#### [WHAT TO DO]
Send each entry back exactly as given, pictures excluded.

(Stored data entries)

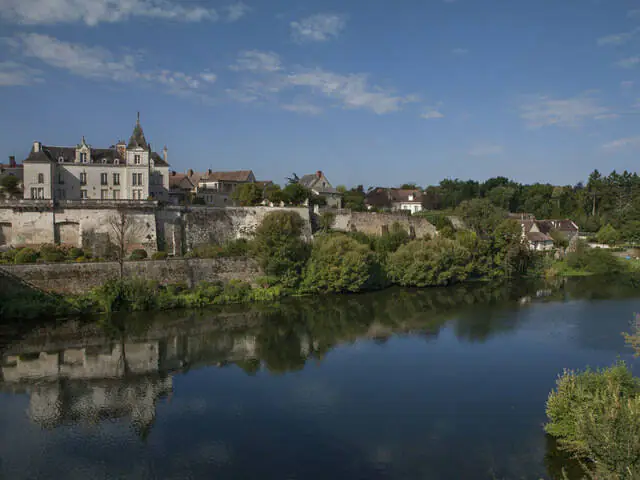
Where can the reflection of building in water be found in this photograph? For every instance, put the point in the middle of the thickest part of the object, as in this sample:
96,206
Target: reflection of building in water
68,402
111,380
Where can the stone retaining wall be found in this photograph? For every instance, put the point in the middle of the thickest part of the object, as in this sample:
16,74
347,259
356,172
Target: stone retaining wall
81,277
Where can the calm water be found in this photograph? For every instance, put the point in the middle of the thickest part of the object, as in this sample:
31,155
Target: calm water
438,384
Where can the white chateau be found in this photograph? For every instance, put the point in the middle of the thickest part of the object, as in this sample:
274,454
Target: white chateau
129,171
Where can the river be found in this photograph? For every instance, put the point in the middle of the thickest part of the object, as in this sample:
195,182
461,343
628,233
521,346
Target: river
400,384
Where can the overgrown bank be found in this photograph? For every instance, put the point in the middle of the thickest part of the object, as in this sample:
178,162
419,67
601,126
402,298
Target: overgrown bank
335,262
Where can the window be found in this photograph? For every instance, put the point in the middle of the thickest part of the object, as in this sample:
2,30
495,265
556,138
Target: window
37,193
137,179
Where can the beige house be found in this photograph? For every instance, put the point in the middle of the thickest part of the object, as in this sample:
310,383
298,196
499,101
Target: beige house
130,171
320,186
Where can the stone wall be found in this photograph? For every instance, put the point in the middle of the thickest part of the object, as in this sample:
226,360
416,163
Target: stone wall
373,223
81,277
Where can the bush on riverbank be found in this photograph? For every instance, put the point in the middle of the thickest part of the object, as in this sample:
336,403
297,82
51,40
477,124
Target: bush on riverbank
340,264
438,262
595,415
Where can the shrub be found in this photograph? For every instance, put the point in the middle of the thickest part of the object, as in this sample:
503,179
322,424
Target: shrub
53,255
75,252
159,256
138,254
608,235
596,416
26,255
278,246
429,263
339,264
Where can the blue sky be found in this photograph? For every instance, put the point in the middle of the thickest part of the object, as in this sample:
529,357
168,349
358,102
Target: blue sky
377,92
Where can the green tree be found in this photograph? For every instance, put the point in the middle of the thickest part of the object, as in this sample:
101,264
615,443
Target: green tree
247,194
481,215
438,262
608,235
339,264
296,194
278,245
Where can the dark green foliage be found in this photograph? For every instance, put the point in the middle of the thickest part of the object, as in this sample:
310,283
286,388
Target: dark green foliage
278,246
596,416
608,235
339,264
138,254
26,255
481,215
438,262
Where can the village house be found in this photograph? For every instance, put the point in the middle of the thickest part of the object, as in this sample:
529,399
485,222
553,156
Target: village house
320,186
539,232
394,199
130,171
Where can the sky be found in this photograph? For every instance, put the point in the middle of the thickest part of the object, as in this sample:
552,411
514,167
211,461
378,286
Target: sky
375,92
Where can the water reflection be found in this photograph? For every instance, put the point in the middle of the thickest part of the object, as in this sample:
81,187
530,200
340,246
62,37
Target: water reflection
121,367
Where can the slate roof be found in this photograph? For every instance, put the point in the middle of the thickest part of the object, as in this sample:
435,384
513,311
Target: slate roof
233,176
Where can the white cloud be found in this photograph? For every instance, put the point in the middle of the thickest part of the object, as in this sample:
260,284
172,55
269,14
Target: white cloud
569,112
318,28
257,61
209,77
93,12
100,64
623,143
629,62
306,108
486,150
432,113
352,91
14,74
618,38
236,11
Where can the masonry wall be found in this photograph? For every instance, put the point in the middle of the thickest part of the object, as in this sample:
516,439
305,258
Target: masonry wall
376,223
81,277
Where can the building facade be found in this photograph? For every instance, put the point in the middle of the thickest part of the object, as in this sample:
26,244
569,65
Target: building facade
130,171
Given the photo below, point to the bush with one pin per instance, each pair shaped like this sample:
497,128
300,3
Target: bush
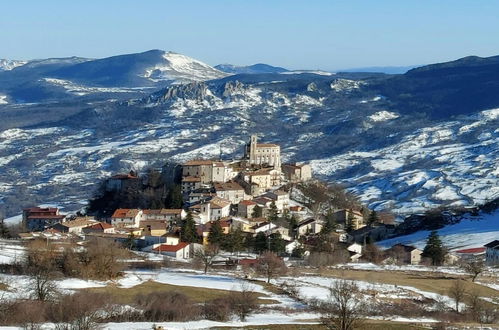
167,306
219,309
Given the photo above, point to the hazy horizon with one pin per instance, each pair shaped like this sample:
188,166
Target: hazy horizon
326,35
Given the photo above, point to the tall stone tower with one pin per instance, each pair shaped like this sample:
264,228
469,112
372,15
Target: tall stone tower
253,144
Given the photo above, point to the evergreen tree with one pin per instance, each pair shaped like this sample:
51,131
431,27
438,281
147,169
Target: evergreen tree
277,243
434,249
4,231
273,213
373,218
216,234
260,242
293,223
329,224
188,229
257,212
174,198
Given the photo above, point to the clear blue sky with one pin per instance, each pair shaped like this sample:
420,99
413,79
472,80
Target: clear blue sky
309,34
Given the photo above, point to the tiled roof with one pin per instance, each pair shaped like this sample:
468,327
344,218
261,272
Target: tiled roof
79,222
191,179
247,202
100,226
227,186
198,162
218,203
162,211
267,145
472,250
125,213
170,248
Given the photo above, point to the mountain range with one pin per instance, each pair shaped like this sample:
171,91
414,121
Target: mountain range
405,142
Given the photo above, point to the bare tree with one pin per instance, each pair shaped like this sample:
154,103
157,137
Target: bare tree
457,292
474,267
271,266
243,302
40,264
344,309
206,256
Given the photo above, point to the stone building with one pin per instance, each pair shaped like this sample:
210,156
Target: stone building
207,170
263,153
297,172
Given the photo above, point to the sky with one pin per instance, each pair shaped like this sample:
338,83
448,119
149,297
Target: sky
327,35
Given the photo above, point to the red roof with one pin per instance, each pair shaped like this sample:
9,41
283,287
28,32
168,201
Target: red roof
170,248
125,213
472,250
101,226
247,202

#### [WRITTEN ANSWER]
Where can the reflection of building in water be found in this photograph? For every instance, put the point in the middle of the thickest part of the object, as in this sample:
96,206
Target: reflection of building in water
68,402
111,380
Where can the stone retaining wall be found in this photograph? For every instance, put the point in the middle of the thickest part of the object, as in this sample:
16,74
347,259
356,172
Target: stone retaining wall
81,277
Where can the calm water be found in this photograph? For every instance, put the point in the middle of the thickest part of the object, as in this sample:
31,155
Target: calm water
438,384
Where can the white chateau be found in this photograph? For every instance, put the point in the middle of the thickest part of the object, as in this sample:
274,454
Target: white chateau
129,171
Where can the river be found in this photograph? For every instance, put the point in the middle of the thickest part of the object, as in this sample:
195,182
461,343
628,233
521,346
Target: river
400,384
Where can the overgrown bank be found in this photograph? For every instance, put the point in the middle of the thickest part of the object, as in this sample:
178,162
419,67
601,126
402,298
Target: overgrown bank
335,262
Where can the window be found in this photograph? For every instance, put the point in the middle of the thickest part of the object, as in this sample:
2,30
495,265
556,138
Target: window
37,193
137,179
Where can the beige house be found in this photograph? For every instance, put the point in the middle of the thickest part of the object, as in this sample:
310,383
298,196
499,101
Target: beige house
130,171
320,186
Where can the stone wall be found in this photograph? For every instance, put the point in the middle of the thickest part of the object, as in this sample:
226,360
416,163
Target: stone wall
373,223
81,277
Where can the bush on riverbank be found in this photograph? For every instance, put the point in the middle of the thickest part of the object, as in this sample:
336,403
297,82
51,40
477,124
Target: bush on riverbank
340,264
438,262
595,415
Where can the shrub be found in this photograph? For every instance, put the point in the middle of the thickest part of the object, as in this sample:
503,179
322,424
Target: shrub
53,255
75,252
159,256
138,254
608,235
596,416
26,255
278,246
429,263
339,264
Where can the blue sky be found in this photograph? For every instance, put the point in the middle of the thickest part of the object, as in this sample:
529,357
168,349
358,102
Target: blue sky
377,92
Where can the green tree be found in this photograph? For every instance, put the point in the middle of the thickest part of the object, as in this sample:
101,264
615,443
Target: green tree
247,194
481,215
438,262
608,235
339,264
296,194
278,245
Where can the dark green foliage be found in this photograph? For every instance, put the point in the middle of the thickest part of the object, as in this sample:
310,283
286,388
Target: dark green foliage
278,246
596,416
608,235
339,264
138,254
26,255
481,215
438,262
Where can the village house be found in this photograph? For every instance, put the point in the middle of the thickest part of the object, as in this sample:
529,399
485,222
553,156
Target: village house
320,186
539,232
394,199
130,171
Where can the sky be found in this photograph? For every instance, put the point in the middle of the thickest part of the object, as in this sample:
552,411
514,167
211,461
378,286
Target: sky
375,92
Where can the water reflection be found in this photograph? For every instance, put the point in the middle of the thickest part of the object, as in this sample:
81,187
530,200
340,246
62,37
Target: water reflection
121,367
Where can the slate roof be found in this photograph? For every instance, put the point in the middle of the thickest part of the object, as in this sample:
435,384
513,311
Target: slate roof
233,176
Where can the white cloud be found in this photograph? For every instance, put the point in the middle of the thickest part of the object, as in this sample:
260,284
172,55
269,14
Target: white cloud
569,112
318,28
257,61
209,77
93,12
100,64
623,143
629,62
306,108
486,150
432,113
352,91
14,74
618,38
236,11
Where can the masonry wall be found in this photograph? For every instance, put the point in the middle of the thickest part of the object, as in this sample:
516,439
305,258
Target: masonry wall
376,223
81,277
Where can the building facade be found in this photograph? For every instance, put the point in the middle of the thickest part of the object, as in this sample:
26,244
569,65
Target: building facade
130,171
Given the photo below, point to the bush with one pin per instance, each pair shaped like this sample:
497,128
300,3
Target: bush
167,306
219,309
Given the photo above, point to the hazy horizon with one pin per instance, each pair shaped like this sample:
188,166
Target: hazy horizon
326,35
Given the photo above, point to the tall stone tower with one pin per instance, each pair shaped like this sample:
264,228
469,112
372,15
Target: tall stone tower
253,144
Given the photo above, point to the evergreen tree with one pin per instance, each pair shaped like this sample:
51,131
431,27
438,281
147,169
Target: evergreen tree
277,243
434,249
4,231
273,213
373,218
216,234
260,242
293,223
329,224
188,229
257,212
174,198
Given the photo above, point to the clear blue sky with one pin per instance, each pair shaped like this sample:
420,99
413,79
472,80
Target: clear blue sky
309,34
Given the photo above, point to the tiled roof with one pin per instance, each pair shaped like this sample:
468,327
344,218
261,272
Target: tiled roof
79,222
191,179
247,202
100,226
227,186
198,162
218,203
162,211
267,145
472,250
125,213
170,248
Given the photo above, point to the mountain range with one pin per instance, each pair shaped like this sample:
171,91
414,121
Target: mountain range
405,142
Given the photo above, point to the bare tree with one pin per instance, each pair shaped like this sample:
154,103
157,137
Target: bare tree
457,292
474,267
271,266
243,302
40,264
344,309
206,256
Given the photo above, point to the stone building with one pin per instance, each pair shaped like this sample:
210,156
Target: stone building
207,170
263,153
297,172
Given the photo above, point to the sky with one pin per instance, each pair shaped like this sample:
338,83
448,119
149,297
Target: sky
327,35
Given the photo above, point to the red roof with one pin per instance, each pair shaped like this sample:
9,41
283,287
28,32
168,201
Target: red roof
170,248
125,213
472,250
101,226
247,202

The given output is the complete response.